> **ФРАГМЕНТ ТЕКСТА**:
━━━━━━━━━━━━━━━━

Просто милая книжка...

Трумен Капоте Завтрак у Тиффани

Просто милая книжка…

Повесть Трумена Капоте - милая и добрая небольшая книжка, подарившая мне парочку уютных вечеров. Наверное она похожа на маленькую порцию горячего кофе с коньяком, который так любят герои. А еще она мне показалось немного забавной, несмотря на некую мелодраматичность и несчастную любовь главного безымянного героя - молодого начинающего писателя, которые служит просто влюблённым рассказчиком - статистом, на которого автор взвалил тяжёлую задачу - донести да нас блеск, обаяние и полную чокнутость главное героини книги девицы Холли.

А ещё книга мне показалось совершенно хемингуэевской. Как будто я совершенно неожиданно и внезапно встретил старика Хэма в очень необычном для него месте, на страницах   некой мелодрамы. А еще на страницах много той самой хэмовской старой Америки, а именно Нью-Йорка времён второй мировой войны. Там даже родной брат главной героини воюет где-то в Европе.
Так кто же такая девушка Холли, девятнадцати лет от роду? А это совершенно уникальный в мировой литературе женский образ. Сюжет книги заключает в том, что однажды главный герой книги, видимо Альтер-эго писателя, знакомится со своей взбалмошной соседкой  с верхнего этажа, живущей на широкую ногу,  и называющей себя начинающей голливудской звездой. На самом деле Холли занимается тем, что обхаживает и обслуживает богатых папиков Нью-Йорка, годящихся ей как минимум в отцы, а чаще всего и в деды. Она выполняет для них роль молодой подруги, а они позволяют ей шиковать и прожигать свою молодую жизнь. При этом, как только она надоедает  очередному толстому кошельку, она с лёгкостью находит для себя нового, умудряясь при этом у старого легко перейти из ранга любовницы в ранг близкой подруги, и при желании легко повторить всё заново.

━━━━━━━━━━━━━━━━

> **ЗАПИСИ ДАННЫХ**:
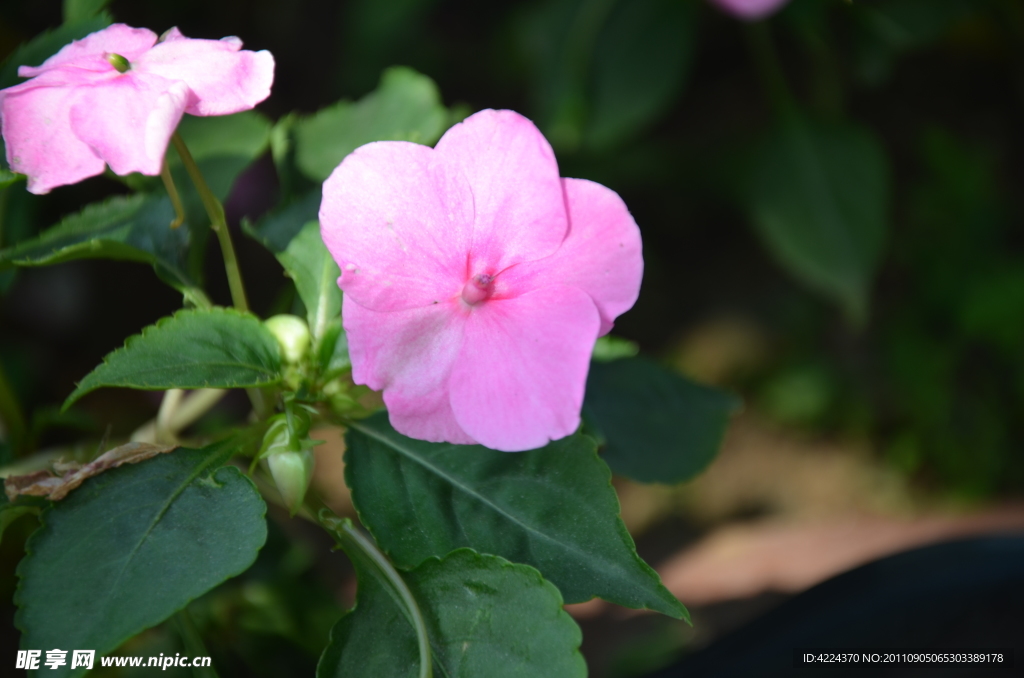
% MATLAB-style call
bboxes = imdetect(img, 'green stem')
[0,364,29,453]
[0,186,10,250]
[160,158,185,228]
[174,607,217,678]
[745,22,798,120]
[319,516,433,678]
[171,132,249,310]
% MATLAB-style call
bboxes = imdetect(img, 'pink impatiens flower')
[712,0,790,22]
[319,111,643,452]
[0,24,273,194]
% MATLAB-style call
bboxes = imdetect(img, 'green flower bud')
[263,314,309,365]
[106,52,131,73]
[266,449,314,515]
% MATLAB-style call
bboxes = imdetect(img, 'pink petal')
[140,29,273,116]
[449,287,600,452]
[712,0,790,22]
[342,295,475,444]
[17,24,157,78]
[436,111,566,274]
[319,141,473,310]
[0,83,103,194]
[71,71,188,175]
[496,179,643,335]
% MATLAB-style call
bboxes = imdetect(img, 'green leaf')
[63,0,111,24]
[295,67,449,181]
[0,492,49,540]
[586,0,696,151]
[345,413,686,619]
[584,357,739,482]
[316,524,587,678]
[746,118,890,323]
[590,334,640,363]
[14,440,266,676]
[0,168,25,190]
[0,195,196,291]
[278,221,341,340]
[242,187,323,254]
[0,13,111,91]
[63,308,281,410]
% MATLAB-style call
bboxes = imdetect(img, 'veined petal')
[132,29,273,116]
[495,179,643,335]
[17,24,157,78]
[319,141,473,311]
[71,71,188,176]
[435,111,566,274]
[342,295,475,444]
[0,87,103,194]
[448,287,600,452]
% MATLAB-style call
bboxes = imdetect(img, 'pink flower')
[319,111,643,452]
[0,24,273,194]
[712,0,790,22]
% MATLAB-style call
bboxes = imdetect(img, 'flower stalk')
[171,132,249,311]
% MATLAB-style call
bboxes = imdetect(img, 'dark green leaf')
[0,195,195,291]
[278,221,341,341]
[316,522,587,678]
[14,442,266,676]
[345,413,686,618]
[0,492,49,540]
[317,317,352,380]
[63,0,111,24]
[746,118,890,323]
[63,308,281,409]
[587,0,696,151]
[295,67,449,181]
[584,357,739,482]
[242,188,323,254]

━━━━━━━━━━━━━━━━

> **ЗАДАНИЕ**: Сколько лет героине по имени Холли согласно отзыву о повести «Завтрак у Тиффани»?

> **ОТВЕТ**: Холли девятнадцать лет.